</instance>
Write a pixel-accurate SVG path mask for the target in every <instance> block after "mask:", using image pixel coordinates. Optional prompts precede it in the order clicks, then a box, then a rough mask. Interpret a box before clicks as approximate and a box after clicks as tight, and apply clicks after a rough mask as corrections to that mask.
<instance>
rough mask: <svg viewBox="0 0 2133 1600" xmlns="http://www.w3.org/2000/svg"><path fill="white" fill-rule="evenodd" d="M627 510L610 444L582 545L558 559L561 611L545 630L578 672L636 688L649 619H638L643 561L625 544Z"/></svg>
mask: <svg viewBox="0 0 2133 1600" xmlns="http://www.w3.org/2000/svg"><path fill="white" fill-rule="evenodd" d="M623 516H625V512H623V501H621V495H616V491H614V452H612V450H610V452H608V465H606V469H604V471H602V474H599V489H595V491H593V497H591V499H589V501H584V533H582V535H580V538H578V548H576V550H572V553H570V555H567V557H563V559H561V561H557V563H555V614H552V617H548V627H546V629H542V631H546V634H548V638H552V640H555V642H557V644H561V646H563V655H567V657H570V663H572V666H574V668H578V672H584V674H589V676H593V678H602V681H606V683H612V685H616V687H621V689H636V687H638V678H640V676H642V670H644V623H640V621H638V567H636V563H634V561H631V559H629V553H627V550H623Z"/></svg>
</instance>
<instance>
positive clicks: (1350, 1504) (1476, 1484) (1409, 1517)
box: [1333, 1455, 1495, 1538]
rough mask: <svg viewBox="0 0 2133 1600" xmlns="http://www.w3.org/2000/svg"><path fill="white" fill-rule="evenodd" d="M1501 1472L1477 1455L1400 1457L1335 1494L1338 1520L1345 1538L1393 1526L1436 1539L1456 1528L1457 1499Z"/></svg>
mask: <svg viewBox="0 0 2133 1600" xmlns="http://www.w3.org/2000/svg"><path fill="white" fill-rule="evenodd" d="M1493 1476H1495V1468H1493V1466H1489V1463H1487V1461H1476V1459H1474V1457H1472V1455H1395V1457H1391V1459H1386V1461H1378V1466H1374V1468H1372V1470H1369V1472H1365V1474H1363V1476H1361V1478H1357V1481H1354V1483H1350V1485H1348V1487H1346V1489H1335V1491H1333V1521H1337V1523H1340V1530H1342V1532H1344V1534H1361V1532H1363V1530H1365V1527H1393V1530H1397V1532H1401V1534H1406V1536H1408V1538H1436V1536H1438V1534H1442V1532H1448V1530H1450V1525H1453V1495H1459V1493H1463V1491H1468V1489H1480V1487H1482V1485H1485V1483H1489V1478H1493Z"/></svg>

+++++

Exercise description
Lines from the one containing "1472L1477 1455L1400 1457L1335" through the end of the data above must be written out exactly, and no other lines are needed.

Response to this exercise
rough mask: <svg viewBox="0 0 2133 1600" xmlns="http://www.w3.org/2000/svg"><path fill="white" fill-rule="evenodd" d="M1501 1472L1477 1455L1400 1457L1335 1494L1338 1520L1345 1538L1393 1526L1436 1539L1456 1528L1457 1499Z"/></svg>
mask: <svg viewBox="0 0 2133 1600" xmlns="http://www.w3.org/2000/svg"><path fill="white" fill-rule="evenodd" d="M1493 1476H1495V1468H1493V1466H1489V1463H1487V1461H1476V1459H1474V1457H1472V1455H1395V1457H1391V1459H1386V1461H1378V1466H1374V1468H1372V1470H1369V1472H1365V1474H1363V1476H1361V1478H1357V1481H1354V1483H1350V1485H1348V1487H1346V1489H1335V1491H1333V1521H1337V1523H1340V1530H1342V1532H1344V1534H1361V1532H1363V1530H1365V1527H1393V1530H1397V1532H1401V1534H1406V1536H1408V1538H1436V1536H1438V1534H1442V1532H1448V1530H1450V1525H1453V1495H1459V1493H1463V1491H1468V1489H1480V1487H1482V1485H1485V1483H1489V1478H1493Z"/></svg>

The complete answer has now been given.